_What the task asks_. From the line containing "the stone wall" to the final line of the material below, copy each line exactly, including both endpoints, and leave out all other lines.
===
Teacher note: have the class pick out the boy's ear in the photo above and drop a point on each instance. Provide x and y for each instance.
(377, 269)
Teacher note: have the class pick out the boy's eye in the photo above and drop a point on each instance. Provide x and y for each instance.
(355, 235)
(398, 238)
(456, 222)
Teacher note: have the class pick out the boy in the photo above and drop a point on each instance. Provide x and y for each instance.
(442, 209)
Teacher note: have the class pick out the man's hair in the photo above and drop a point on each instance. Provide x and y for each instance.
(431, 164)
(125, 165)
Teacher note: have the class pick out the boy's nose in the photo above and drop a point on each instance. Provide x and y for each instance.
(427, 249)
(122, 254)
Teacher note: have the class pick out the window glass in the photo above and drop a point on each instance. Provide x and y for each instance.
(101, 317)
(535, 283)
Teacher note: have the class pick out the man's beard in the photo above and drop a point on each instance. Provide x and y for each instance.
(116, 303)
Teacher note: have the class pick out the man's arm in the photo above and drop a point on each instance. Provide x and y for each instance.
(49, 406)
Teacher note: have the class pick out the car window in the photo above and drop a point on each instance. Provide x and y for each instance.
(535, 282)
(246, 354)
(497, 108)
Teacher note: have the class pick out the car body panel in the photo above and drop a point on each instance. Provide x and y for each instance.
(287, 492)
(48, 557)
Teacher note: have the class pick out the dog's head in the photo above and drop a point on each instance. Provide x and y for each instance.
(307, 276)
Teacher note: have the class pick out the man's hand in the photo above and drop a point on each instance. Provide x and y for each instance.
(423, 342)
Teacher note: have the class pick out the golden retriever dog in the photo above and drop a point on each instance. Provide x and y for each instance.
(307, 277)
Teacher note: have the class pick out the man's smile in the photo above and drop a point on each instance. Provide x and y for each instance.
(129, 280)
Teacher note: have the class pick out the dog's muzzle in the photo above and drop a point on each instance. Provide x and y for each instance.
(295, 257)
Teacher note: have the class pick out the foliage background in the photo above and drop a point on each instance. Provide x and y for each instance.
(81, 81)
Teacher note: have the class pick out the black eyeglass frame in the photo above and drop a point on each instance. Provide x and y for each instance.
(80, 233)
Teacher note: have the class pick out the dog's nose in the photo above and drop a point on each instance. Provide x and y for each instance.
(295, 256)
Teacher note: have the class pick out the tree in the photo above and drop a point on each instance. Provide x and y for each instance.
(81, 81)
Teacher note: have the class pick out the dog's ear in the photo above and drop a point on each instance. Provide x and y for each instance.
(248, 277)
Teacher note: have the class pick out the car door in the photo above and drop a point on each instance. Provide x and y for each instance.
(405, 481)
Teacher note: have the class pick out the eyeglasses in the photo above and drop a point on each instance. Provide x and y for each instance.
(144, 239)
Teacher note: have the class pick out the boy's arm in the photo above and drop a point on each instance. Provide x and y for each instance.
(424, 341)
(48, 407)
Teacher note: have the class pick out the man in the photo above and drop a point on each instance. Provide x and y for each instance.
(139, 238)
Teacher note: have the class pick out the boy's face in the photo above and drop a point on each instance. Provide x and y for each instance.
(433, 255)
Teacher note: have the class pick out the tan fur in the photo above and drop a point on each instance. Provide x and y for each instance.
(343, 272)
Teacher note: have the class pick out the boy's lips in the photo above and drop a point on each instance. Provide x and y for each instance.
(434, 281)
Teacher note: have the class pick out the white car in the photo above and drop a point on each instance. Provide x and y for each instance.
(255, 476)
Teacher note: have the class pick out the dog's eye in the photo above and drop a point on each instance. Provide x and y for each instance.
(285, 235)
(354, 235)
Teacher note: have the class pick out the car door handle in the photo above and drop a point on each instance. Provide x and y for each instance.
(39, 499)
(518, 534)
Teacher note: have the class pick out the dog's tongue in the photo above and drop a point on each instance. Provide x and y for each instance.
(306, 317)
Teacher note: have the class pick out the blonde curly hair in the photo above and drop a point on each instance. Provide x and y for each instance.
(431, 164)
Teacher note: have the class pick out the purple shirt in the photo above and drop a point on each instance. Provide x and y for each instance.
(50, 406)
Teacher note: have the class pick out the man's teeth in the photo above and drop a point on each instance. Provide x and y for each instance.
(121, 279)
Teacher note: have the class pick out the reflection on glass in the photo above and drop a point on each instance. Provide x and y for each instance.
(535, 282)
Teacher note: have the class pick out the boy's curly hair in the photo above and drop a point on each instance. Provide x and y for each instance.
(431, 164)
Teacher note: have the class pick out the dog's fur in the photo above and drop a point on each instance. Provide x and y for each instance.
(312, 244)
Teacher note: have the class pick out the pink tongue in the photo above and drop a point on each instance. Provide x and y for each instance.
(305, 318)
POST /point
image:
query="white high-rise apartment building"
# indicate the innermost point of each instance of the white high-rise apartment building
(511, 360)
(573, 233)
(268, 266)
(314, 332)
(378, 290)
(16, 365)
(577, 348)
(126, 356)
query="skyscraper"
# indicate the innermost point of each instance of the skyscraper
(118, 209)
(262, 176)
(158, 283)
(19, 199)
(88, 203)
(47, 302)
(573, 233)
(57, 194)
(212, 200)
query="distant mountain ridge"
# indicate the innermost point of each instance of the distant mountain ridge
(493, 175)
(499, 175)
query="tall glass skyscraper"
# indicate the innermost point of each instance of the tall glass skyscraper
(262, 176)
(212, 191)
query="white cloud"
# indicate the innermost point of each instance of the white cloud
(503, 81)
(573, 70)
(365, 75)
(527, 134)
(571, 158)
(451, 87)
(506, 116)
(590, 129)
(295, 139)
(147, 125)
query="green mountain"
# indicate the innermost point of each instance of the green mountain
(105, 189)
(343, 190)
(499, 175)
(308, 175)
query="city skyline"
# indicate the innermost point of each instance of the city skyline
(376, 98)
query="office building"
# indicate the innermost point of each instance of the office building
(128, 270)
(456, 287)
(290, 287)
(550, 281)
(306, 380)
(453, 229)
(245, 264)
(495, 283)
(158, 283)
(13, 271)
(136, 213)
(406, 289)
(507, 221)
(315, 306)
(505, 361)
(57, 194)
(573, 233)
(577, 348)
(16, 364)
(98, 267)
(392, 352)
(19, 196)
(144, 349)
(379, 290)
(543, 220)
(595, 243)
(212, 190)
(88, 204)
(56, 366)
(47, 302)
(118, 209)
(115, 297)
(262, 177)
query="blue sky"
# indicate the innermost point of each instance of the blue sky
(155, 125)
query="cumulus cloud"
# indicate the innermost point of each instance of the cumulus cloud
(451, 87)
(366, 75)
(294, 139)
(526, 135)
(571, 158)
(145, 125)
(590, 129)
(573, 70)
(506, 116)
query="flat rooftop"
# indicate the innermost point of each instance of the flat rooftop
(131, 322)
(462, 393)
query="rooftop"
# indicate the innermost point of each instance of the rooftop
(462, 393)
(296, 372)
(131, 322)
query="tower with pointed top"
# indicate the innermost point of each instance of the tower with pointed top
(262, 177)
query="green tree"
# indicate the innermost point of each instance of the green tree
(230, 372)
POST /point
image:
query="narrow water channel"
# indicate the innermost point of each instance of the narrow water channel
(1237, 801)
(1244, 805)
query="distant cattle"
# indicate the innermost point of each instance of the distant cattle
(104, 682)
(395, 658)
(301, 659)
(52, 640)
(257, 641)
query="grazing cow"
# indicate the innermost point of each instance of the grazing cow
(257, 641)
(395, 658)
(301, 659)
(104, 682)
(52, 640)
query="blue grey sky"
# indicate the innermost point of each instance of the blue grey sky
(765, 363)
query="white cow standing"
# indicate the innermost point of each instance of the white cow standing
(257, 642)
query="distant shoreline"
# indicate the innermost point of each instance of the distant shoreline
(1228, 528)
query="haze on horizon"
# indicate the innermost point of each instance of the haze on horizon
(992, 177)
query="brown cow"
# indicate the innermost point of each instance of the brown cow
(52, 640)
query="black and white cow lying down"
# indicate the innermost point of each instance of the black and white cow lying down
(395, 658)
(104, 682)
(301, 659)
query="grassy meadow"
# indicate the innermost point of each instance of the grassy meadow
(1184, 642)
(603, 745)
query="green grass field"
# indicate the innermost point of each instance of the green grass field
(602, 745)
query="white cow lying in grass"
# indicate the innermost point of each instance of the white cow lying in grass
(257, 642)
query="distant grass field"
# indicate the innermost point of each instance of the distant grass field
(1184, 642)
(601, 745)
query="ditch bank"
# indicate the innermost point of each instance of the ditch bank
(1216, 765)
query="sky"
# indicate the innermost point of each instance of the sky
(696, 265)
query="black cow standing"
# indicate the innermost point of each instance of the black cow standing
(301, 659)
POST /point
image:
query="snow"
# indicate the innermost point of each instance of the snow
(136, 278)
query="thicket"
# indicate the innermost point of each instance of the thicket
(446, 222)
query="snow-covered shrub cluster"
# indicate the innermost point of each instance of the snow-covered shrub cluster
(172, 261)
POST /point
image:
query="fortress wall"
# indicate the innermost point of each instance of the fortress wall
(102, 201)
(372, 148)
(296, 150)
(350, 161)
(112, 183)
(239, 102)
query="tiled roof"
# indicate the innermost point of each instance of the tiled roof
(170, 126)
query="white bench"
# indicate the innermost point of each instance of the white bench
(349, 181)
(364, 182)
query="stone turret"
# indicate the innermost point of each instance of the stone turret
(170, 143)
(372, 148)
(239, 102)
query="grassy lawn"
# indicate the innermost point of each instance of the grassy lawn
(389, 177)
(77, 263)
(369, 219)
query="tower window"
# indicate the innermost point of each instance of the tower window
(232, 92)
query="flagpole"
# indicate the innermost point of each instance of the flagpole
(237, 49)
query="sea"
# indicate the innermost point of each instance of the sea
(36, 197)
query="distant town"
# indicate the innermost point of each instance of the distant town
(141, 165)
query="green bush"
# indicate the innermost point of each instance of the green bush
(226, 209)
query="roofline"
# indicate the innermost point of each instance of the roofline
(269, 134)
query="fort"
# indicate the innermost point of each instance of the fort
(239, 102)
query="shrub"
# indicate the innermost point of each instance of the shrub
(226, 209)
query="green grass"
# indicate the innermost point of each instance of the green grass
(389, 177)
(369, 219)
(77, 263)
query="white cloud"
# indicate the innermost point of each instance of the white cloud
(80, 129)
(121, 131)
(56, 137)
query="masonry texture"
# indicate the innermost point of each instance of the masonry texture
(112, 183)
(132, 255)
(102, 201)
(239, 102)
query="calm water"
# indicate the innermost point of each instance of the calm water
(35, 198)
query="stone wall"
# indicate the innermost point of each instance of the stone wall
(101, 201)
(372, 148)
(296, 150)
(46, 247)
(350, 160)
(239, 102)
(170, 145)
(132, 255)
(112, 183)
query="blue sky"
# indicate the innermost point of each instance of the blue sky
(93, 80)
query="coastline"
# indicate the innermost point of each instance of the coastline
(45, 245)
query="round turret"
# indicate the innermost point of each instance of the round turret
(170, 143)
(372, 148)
===
_Reply_.
# indicate the innermost point of each instance of the stone wall
(101, 201)
(372, 148)
(296, 150)
(46, 247)
(350, 160)
(239, 102)
(170, 145)
(132, 255)
(112, 183)
query="blue sky"
# indicate the innermost point of each instance of the blue sky
(93, 80)
query="coastline"
# indicate the innermost point of each instance of the coastline
(45, 245)
query="round turret"
# indicate the innermost point of each instance of the round turret
(170, 143)
(372, 148)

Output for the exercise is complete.